Stored items:
= Beginning of Section =

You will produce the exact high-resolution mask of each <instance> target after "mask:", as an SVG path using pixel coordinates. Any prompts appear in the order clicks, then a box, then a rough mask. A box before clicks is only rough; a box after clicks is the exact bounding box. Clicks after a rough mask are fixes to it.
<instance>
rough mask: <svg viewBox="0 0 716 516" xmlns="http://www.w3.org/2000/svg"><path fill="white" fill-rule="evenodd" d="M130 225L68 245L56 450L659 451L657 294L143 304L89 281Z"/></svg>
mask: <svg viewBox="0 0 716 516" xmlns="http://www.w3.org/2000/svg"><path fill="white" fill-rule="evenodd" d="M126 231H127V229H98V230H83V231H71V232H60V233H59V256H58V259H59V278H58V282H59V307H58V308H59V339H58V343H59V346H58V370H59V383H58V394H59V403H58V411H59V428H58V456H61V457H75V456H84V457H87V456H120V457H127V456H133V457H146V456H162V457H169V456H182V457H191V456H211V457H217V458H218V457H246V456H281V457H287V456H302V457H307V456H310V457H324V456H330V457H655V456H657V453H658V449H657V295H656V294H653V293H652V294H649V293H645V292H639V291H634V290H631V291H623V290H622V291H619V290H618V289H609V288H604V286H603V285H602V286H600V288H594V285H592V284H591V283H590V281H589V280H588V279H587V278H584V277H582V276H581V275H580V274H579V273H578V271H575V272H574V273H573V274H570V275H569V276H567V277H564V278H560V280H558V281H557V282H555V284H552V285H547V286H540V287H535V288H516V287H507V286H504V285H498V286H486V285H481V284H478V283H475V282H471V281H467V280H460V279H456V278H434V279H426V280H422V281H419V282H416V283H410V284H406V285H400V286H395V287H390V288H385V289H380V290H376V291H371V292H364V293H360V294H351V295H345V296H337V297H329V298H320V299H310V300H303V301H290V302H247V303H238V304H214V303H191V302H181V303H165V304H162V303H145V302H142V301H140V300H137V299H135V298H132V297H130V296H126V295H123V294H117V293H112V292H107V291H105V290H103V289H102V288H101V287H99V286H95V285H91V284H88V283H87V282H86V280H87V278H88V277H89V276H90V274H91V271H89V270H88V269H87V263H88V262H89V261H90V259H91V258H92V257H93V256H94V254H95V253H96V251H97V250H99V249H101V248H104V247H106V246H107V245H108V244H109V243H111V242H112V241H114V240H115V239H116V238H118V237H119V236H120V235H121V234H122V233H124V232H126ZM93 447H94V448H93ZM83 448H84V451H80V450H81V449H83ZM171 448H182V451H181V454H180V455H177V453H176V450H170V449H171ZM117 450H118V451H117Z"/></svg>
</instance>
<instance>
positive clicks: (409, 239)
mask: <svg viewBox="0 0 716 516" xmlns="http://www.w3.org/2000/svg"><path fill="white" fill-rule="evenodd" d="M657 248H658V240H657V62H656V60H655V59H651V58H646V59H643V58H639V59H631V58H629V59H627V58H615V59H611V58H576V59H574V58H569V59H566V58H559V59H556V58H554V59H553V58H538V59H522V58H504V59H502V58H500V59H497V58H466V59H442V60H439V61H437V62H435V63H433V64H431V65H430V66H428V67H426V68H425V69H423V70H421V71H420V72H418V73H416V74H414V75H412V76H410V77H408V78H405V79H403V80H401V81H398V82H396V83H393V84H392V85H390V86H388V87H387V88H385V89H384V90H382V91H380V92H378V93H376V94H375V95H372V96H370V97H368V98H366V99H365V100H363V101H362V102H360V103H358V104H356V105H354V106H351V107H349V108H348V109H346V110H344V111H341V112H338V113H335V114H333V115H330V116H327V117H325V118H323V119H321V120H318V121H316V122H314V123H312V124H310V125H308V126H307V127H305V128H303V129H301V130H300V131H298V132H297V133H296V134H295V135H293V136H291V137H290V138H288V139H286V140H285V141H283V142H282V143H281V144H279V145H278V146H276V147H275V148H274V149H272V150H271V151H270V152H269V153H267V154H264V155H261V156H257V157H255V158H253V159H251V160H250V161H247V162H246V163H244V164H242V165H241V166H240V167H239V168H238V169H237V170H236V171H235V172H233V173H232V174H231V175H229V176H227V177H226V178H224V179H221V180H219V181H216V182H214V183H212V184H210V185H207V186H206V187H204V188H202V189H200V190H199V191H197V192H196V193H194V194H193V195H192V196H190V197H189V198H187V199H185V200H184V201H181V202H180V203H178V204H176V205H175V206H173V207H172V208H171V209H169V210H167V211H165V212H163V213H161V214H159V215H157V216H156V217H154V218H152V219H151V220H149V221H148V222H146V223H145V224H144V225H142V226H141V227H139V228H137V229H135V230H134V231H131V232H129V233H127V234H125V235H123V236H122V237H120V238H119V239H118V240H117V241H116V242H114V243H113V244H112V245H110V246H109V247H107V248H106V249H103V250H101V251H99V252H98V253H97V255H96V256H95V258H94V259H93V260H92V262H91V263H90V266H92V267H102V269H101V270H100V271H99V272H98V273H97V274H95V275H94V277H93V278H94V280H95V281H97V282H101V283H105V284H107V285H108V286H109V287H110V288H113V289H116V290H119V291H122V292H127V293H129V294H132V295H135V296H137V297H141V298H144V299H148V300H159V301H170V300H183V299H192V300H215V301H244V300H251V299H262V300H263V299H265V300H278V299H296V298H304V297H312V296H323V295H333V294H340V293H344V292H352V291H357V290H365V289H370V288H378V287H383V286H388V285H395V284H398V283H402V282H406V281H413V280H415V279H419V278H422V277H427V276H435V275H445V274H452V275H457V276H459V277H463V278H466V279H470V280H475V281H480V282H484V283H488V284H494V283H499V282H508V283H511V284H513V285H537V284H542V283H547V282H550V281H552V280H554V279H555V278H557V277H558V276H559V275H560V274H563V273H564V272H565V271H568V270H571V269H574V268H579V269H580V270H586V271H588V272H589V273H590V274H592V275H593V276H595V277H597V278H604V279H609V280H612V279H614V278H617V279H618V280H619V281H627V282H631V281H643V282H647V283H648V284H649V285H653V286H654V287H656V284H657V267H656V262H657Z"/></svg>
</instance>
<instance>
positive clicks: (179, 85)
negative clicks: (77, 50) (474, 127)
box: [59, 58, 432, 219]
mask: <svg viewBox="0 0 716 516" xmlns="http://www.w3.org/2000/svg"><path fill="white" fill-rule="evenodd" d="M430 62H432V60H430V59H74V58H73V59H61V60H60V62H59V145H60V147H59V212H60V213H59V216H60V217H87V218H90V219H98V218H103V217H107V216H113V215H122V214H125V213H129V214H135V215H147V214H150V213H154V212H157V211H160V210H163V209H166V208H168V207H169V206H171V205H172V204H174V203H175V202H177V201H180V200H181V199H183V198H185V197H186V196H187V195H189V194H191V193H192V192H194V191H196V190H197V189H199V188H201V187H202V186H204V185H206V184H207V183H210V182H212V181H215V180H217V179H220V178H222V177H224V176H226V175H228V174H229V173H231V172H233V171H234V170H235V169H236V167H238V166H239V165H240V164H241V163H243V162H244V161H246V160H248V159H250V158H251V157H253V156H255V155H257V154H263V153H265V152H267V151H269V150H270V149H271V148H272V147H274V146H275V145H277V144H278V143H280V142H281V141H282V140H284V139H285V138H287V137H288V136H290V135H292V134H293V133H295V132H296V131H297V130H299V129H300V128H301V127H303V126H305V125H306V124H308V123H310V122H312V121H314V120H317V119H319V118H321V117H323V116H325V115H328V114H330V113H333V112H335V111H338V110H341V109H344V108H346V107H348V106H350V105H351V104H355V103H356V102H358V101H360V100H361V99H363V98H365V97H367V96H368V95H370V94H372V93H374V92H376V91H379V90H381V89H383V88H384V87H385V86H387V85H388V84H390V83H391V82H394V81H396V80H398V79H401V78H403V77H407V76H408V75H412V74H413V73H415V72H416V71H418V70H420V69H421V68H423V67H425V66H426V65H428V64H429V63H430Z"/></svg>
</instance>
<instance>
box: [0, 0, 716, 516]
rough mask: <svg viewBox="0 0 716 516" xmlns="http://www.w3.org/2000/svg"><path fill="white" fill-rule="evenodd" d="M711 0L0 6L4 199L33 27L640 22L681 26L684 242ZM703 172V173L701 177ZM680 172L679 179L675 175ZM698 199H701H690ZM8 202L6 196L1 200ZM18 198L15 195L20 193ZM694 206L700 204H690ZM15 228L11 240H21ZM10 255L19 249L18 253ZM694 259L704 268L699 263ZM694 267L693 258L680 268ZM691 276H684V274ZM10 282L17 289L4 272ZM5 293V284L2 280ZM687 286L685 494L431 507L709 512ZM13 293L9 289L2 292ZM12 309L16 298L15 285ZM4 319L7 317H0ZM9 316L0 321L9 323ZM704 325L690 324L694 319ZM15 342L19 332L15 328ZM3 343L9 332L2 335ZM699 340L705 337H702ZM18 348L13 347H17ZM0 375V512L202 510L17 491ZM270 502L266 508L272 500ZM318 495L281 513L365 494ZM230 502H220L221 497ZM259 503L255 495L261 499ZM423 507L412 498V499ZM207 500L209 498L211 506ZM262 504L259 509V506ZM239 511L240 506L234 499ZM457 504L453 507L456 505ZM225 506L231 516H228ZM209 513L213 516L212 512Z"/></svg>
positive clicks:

= End of Section =

Retype the portion of the data above that starts on the line with "positive clicks: (179, 85)" and finishes on the line with "negative clicks: (77, 50) (474, 127)", including both of those lines.

SOLUTION:
positive clicks: (179, 85)
negative clicks: (77, 50) (474, 127)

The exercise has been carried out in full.